- _EXERCISE BRIEF_
Return exactly the span of lines that opens with the line containing "form: point(249, 62)." and closes with the last line of the data, inclusive.

══ LISTED RECORDS ══

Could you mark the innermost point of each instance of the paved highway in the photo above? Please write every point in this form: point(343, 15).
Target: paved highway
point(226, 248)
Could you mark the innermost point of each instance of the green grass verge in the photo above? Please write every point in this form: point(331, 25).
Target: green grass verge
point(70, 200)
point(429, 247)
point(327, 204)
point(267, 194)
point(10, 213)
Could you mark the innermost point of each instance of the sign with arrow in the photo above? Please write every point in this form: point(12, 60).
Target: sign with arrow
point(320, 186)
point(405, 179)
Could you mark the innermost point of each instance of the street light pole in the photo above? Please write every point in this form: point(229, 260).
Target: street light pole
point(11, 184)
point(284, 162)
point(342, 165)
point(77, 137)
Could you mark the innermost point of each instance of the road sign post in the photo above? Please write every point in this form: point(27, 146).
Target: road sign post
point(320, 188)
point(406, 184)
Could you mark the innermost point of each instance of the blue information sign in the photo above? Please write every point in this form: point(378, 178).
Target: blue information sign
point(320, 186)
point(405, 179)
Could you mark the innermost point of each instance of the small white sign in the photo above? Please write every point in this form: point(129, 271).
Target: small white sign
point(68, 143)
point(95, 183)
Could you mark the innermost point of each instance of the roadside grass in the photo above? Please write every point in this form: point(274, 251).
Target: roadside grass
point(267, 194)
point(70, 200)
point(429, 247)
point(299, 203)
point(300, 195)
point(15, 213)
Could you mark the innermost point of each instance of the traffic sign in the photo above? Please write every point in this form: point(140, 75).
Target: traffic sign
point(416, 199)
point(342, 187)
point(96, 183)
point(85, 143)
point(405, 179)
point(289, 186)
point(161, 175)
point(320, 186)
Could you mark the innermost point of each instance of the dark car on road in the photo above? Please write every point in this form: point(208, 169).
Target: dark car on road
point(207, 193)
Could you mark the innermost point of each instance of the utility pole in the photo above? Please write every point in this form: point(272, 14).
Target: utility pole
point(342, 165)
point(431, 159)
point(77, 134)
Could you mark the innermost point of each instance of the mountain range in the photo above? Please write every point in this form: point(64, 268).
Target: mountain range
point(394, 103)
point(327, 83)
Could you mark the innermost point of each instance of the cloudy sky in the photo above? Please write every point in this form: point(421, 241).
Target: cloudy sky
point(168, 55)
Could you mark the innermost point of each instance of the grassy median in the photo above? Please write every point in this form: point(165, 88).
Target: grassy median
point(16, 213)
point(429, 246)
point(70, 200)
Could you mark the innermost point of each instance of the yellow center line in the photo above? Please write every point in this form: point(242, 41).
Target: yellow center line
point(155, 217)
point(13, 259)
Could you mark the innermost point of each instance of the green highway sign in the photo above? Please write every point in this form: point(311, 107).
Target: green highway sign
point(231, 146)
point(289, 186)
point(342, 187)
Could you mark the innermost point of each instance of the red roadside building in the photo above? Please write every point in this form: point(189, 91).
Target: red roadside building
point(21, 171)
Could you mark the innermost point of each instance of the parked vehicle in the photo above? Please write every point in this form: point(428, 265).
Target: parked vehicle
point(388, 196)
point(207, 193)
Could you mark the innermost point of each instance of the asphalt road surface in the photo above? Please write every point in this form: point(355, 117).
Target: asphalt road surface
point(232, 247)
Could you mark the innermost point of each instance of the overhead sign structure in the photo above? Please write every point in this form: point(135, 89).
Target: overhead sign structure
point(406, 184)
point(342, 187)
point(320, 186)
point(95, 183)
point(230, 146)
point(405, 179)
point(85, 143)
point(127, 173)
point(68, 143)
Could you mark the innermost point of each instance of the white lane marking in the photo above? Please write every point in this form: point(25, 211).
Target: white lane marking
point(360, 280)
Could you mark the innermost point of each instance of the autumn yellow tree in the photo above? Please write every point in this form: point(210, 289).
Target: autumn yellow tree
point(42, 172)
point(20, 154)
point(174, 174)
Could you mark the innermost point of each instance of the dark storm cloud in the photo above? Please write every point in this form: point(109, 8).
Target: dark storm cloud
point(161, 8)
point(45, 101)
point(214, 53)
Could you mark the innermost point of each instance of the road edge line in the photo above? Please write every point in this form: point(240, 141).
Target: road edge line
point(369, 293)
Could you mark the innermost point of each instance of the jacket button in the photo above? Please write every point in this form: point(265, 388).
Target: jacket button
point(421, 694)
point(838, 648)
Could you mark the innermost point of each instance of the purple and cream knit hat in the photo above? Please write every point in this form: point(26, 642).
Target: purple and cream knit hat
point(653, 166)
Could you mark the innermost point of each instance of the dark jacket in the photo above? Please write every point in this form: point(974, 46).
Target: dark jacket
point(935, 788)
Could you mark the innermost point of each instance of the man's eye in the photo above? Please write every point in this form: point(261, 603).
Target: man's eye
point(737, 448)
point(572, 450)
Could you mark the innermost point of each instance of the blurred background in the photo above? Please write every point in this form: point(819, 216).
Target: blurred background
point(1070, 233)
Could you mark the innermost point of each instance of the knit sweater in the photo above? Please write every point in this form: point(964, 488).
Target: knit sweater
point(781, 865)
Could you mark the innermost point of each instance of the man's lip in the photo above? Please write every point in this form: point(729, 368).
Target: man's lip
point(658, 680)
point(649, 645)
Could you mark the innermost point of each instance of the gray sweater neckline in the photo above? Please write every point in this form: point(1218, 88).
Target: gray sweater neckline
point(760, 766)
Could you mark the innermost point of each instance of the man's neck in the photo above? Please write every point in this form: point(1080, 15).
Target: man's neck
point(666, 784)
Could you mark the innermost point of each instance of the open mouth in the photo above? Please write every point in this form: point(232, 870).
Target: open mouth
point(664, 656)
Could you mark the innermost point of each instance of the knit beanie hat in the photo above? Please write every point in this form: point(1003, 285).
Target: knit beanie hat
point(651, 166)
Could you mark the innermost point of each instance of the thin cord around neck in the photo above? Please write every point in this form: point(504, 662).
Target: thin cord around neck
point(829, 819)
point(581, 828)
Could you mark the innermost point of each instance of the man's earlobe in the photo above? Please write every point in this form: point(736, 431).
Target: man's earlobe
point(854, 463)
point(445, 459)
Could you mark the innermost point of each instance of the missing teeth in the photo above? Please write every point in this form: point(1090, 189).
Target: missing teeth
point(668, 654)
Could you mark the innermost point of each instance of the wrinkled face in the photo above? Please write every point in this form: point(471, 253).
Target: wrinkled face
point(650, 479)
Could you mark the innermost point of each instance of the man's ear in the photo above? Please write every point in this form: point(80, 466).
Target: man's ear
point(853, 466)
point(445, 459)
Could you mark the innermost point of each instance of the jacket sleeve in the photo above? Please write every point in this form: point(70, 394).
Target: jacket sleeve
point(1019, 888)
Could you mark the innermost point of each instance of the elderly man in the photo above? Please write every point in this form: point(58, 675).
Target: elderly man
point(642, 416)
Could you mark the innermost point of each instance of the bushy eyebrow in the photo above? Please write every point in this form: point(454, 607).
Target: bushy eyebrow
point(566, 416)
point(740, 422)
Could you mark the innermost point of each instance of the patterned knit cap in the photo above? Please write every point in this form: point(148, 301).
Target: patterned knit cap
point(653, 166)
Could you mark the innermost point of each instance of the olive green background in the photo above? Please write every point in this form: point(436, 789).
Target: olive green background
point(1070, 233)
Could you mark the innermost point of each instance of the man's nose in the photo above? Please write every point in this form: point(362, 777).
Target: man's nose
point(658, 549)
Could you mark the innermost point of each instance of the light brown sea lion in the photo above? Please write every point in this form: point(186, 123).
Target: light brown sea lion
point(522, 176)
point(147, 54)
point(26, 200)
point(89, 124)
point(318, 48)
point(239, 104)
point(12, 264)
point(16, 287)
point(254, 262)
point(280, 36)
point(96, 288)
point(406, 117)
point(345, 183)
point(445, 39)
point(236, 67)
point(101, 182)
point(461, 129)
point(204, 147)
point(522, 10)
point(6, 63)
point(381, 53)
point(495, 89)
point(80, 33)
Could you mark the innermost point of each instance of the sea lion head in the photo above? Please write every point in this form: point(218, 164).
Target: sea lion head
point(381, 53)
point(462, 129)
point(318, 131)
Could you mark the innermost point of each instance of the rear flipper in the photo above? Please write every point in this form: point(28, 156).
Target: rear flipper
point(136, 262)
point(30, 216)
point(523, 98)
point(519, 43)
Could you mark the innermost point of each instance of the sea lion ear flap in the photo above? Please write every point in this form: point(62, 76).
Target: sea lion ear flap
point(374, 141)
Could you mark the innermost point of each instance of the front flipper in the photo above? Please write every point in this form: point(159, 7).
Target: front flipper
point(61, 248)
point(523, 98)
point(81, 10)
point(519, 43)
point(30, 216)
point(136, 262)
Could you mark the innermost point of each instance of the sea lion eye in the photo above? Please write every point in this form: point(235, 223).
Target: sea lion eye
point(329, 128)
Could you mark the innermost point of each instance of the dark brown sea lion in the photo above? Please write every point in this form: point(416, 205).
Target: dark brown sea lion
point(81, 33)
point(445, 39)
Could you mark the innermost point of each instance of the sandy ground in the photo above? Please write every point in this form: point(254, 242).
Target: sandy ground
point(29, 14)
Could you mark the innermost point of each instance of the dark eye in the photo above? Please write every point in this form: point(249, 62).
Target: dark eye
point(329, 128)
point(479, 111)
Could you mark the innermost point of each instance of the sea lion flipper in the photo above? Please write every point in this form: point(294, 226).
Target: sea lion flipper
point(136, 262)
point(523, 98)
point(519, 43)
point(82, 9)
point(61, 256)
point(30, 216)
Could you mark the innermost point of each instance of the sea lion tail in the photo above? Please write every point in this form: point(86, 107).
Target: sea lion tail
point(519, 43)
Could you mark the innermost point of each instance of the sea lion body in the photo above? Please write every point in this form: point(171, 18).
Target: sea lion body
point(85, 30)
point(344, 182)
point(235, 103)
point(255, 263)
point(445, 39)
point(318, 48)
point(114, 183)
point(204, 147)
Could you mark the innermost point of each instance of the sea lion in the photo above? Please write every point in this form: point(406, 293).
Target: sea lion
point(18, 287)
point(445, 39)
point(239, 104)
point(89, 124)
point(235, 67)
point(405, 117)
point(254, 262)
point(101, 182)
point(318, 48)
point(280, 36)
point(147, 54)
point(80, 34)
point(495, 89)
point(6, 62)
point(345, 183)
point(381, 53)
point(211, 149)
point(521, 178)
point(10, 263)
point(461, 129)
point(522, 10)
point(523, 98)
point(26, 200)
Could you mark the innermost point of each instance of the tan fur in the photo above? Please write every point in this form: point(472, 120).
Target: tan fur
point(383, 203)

═══

- _FINAL RESULT_
Could you mark the innermost point of each instance of the dark eye in the photo above? Please write every point in this form: point(249, 62).
Target: dark eye
point(329, 128)
point(479, 111)
Could you mark the innermost point of each instance of the sea lion flipper in the photo above? Please write every point in this form: point(294, 226).
Target: sea lion flipper
point(136, 262)
point(523, 98)
point(519, 43)
point(82, 9)
point(61, 256)
point(30, 216)
Could you mark the innermost point of each instance of the sea lion tail in the photo above? Please write every point in this form: point(86, 107).
Target: sea lion tail
point(519, 43)
Could you mark the innermost point of each instance of the sea lion body in the photo above? Please write every point in this form: point(171, 18).
Target: sea lion body
point(85, 30)
point(344, 182)
point(235, 103)
point(255, 263)
point(445, 39)
point(318, 48)
point(114, 183)
point(204, 147)
Could you mark the innermost point of each instance of the sea lion in the photo above? Please write every point in this form: point(406, 293).
Target: sea lion
point(18, 287)
point(445, 39)
point(239, 104)
point(89, 124)
point(235, 67)
point(405, 117)
point(254, 262)
point(101, 182)
point(318, 48)
point(280, 36)
point(147, 54)
point(80, 34)
point(495, 89)
point(6, 62)
point(345, 183)
point(381, 53)
point(211, 149)
point(521, 178)
point(10, 263)
point(461, 129)
point(522, 10)
point(523, 98)
point(26, 200)
Could you mark the innermost point of each instance of the tan fur in the photo above? Please write every point in this form: point(472, 120).
Target: tan fur
point(383, 203)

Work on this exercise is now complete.